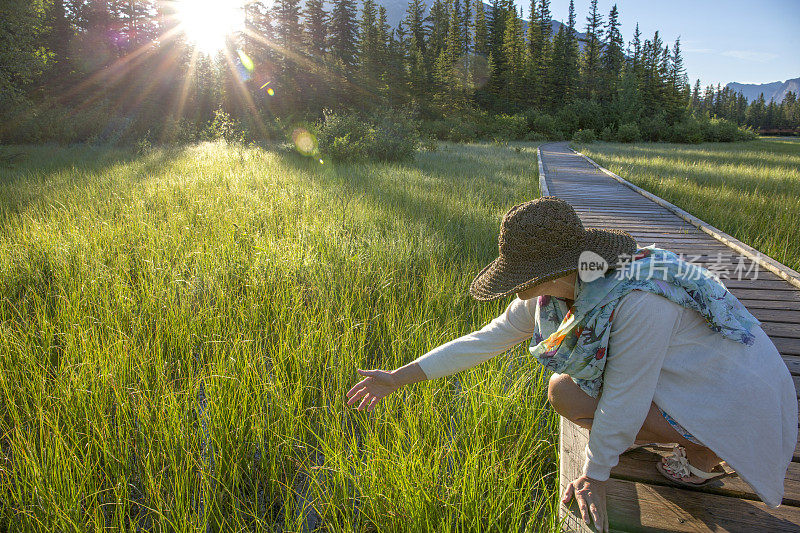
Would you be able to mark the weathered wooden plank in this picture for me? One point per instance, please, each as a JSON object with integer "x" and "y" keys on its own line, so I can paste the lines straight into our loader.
{"x": 641, "y": 507}
{"x": 639, "y": 465}
{"x": 775, "y": 315}
{"x": 781, "y": 329}
{"x": 649, "y": 506}
{"x": 650, "y": 503}
{"x": 792, "y": 363}
{"x": 774, "y": 305}
{"x": 786, "y": 345}
{"x": 786, "y": 296}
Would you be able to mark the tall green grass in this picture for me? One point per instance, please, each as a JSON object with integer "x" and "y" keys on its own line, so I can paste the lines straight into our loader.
{"x": 749, "y": 190}
{"x": 178, "y": 331}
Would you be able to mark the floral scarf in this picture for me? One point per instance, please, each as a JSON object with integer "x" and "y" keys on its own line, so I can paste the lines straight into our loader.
{"x": 574, "y": 341}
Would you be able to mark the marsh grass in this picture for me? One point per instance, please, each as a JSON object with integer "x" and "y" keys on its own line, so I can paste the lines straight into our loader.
{"x": 178, "y": 330}
{"x": 749, "y": 190}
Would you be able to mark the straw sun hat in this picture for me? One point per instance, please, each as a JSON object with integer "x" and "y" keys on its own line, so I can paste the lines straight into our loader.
{"x": 540, "y": 241}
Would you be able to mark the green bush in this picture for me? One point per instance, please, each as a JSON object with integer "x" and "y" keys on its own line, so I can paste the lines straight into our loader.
{"x": 535, "y": 136}
{"x": 687, "y": 131}
{"x": 567, "y": 121}
{"x": 454, "y": 129}
{"x": 584, "y": 137}
{"x": 540, "y": 122}
{"x": 607, "y": 134}
{"x": 629, "y": 133}
{"x": 383, "y": 136}
{"x": 223, "y": 126}
{"x": 588, "y": 115}
{"x": 654, "y": 128}
{"x": 504, "y": 127}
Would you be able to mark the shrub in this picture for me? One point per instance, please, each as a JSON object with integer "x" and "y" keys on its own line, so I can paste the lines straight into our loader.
{"x": 583, "y": 137}
{"x": 629, "y": 133}
{"x": 687, "y": 131}
{"x": 455, "y": 129}
{"x": 566, "y": 121}
{"x": 654, "y": 128}
{"x": 504, "y": 127}
{"x": 384, "y": 136}
{"x": 540, "y": 122}
{"x": 223, "y": 126}
{"x": 588, "y": 115}
{"x": 535, "y": 136}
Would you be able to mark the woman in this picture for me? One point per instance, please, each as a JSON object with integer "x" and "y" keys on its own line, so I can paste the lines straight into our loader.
{"x": 653, "y": 350}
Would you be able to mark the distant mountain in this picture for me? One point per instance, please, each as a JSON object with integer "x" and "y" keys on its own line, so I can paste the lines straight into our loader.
{"x": 772, "y": 91}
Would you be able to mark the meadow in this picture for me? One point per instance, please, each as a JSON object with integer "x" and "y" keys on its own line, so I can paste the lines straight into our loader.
{"x": 749, "y": 190}
{"x": 178, "y": 329}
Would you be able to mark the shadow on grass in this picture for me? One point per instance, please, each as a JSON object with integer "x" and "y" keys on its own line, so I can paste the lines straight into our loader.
{"x": 458, "y": 229}
{"x": 35, "y": 166}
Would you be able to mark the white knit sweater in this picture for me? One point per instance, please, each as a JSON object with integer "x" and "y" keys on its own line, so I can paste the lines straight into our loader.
{"x": 738, "y": 400}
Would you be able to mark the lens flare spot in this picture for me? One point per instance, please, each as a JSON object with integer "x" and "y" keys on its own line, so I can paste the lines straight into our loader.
{"x": 245, "y": 59}
{"x": 304, "y": 141}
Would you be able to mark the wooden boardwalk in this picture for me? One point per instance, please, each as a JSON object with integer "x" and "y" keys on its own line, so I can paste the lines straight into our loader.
{"x": 639, "y": 498}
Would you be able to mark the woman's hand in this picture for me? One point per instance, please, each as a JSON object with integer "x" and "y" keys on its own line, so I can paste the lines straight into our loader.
{"x": 377, "y": 385}
{"x": 591, "y": 497}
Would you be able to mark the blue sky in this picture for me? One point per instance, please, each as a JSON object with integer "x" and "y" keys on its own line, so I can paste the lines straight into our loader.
{"x": 722, "y": 41}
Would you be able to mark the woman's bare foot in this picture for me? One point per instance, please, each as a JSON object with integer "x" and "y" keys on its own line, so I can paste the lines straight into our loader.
{"x": 699, "y": 457}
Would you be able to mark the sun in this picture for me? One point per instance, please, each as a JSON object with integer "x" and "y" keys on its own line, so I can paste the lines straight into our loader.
{"x": 208, "y": 23}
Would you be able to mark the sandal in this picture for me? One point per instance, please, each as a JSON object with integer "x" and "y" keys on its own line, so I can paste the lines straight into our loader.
{"x": 677, "y": 465}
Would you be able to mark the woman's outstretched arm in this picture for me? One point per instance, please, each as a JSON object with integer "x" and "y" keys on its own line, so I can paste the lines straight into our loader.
{"x": 379, "y": 384}
{"x": 515, "y": 325}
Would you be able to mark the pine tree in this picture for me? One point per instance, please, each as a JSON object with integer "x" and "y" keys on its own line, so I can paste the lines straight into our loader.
{"x": 369, "y": 44}
{"x": 636, "y": 52}
{"x": 416, "y": 54}
{"x": 590, "y": 65}
{"x": 343, "y": 32}
{"x": 571, "y": 55}
{"x": 316, "y": 20}
{"x": 513, "y": 52}
{"x": 613, "y": 57}
{"x": 481, "y": 30}
{"x": 437, "y": 31}
{"x": 677, "y": 90}
{"x": 288, "y": 30}
{"x": 695, "y": 100}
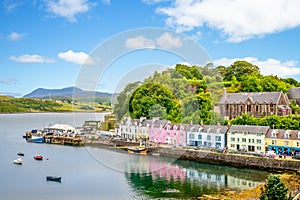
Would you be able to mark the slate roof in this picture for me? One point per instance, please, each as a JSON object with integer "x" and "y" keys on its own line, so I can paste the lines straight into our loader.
{"x": 254, "y": 97}
{"x": 294, "y": 93}
{"x": 195, "y": 128}
{"x": 281, "y": 133}
{"x": 249, "y": 128}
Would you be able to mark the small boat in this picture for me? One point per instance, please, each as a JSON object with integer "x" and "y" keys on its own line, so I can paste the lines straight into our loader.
{"x": 18, "y": 161}
{"x": 137, "y": 150}
{"x": 20, "y": 153}
{"x": 38, "y": 157}
{"x": 37, "y": 139}
{"x": 53, "y": 178}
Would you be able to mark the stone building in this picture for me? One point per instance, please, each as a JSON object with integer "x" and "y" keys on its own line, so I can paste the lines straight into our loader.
{"x": 256, "y": 104}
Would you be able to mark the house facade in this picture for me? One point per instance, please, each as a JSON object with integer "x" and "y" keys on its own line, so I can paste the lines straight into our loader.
{"x": 256, "y": 104}
{"x": 247, "y": 138}
{"x": 207, "y": 136}
{"x": 283, "y": 141}
{"x": 156, "y": 131}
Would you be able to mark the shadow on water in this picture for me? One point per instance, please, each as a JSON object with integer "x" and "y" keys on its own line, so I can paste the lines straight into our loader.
{"x": 160, "y": 178}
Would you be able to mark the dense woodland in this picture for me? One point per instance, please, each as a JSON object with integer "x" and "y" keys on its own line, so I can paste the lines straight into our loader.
{"x": 187, "y": 94}
{"x": 12, "y": 105}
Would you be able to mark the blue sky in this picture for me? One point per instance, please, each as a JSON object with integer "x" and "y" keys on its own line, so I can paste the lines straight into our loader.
{"x": 45, "y": 42}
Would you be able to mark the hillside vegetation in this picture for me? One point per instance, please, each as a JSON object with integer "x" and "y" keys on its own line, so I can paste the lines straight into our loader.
{"x": 15, "y": 105}
{"x": 187, "y": 94}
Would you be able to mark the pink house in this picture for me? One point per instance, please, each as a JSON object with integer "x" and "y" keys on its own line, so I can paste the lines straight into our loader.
{"x": 167, "y": 133}
{"x": 155, "y": 131}
{"x": 175, "y": 134}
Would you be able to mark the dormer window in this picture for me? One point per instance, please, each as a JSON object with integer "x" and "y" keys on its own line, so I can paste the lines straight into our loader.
{"x": 286, "y": 134}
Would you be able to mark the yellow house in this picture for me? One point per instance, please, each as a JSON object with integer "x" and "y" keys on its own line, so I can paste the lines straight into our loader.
{"x": 283, "y": 141}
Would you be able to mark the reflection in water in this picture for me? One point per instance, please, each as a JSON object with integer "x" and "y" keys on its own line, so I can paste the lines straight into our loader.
{"x": 158, "y": 177}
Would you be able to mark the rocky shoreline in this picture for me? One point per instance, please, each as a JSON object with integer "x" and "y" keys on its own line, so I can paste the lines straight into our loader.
{"x": 237, "y": 160}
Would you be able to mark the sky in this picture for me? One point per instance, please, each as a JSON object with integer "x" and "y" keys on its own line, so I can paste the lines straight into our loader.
{"x": 61, "y": 43}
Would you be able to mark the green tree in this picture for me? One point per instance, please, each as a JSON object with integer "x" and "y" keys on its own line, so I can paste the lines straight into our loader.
{"x": 274, "y": 189}
{"x": 240, "y": 69}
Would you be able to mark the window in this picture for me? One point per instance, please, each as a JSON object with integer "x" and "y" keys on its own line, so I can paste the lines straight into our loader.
{"x": 208, "y": 137}
{"x": 248, "y": 108}
{"x": 218, "y": 138}
{"x": 258, "y": 141}
{"x": 258, "y": 134}
{"x": 191, "y": 136}
{"x": 286, "y": 135}
{"x": 258, "y": 148}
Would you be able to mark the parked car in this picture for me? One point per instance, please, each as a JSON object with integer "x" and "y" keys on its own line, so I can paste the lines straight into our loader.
{"x": 271, "y": 154}
{"x": 296, "y": 157}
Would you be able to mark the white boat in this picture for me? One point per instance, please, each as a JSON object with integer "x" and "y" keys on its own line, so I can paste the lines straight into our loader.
{"x": 18, "y": 161}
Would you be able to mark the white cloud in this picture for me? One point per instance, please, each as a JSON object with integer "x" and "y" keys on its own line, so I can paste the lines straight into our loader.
{"x": 68, "y": 8}
{"x": 34, "y": 58}
{"x": 167, "y": 41}
{"x": 107, "y": 2}
{"x": 139, "y": 42}
{"x": 15, "y": 36}
{"x": 76, "y": 57}
{"x": 238, "y": 20}
{"x": 8, "y": 80}
{"x": 154, "y": 1}
{"x": 267, "y": 67}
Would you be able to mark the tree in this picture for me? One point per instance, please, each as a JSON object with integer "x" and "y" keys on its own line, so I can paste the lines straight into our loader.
{"x": 274, "y": 189}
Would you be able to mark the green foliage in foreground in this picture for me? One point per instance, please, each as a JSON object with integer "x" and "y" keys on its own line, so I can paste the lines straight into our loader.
{"x": 274, "y": 189}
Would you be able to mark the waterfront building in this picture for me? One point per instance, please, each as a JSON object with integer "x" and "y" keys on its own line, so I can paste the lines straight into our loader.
{"x": 174, "y": 134}
{"x": 256, "y": 104}
{"x": 212, "y": 136}
{"x": 156, "y": 131}
{"x": 247, "y": 138}
{"x": 283, "y": 141}
{"x": 129, "y": 128}
{"x": 294, "y": 94}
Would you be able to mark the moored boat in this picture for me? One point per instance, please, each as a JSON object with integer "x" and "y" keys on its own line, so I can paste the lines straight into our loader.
{"x": 18, "y": 161}
{"x": 38, "y": 157}
{"x": 137, "y": 150}
{"x": 53, "y": 178}
{"x": 37, "y": 139}
{"x": 20, "y": 153}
■ ■ ■ ■ ■ ■ ■
— The problem —
The answer consists of the line holding "Would you be able to mark the waterfront" and every line after it up to the end of the records, word for word.

— Response to the exercise —
Would you be able to mark the waterfront building in this picture for me? One point per instance, please, each as a JSON object with integer "x" and "y" keys on its own line, so I can paste the lines straight into our loader.
{"x": 174, "y": 134}
{"x": 256, "y": 104}
{"x": 212, "y": 136}
{"x": 156, "y": 131}
{"x": 247, "y": 138}
{"x": 283, "y": 141}
{"x": 129, "y": 128}
{"x": 294, "y": 94}
Would you be able to mark the moored boat in this picture for me? One point per instance, please, each as a JSON object with integer "x" and "y" keys on its own line, so I can paste the lines straight into our loader.
{"x": 18, "y": 161}
{"x": 38, "y": 157}
{"x": 137, "y": 150}
{"x": 53, "y": 178}
{"x": 37, "y": 139}
{"x": 20, "y": 153}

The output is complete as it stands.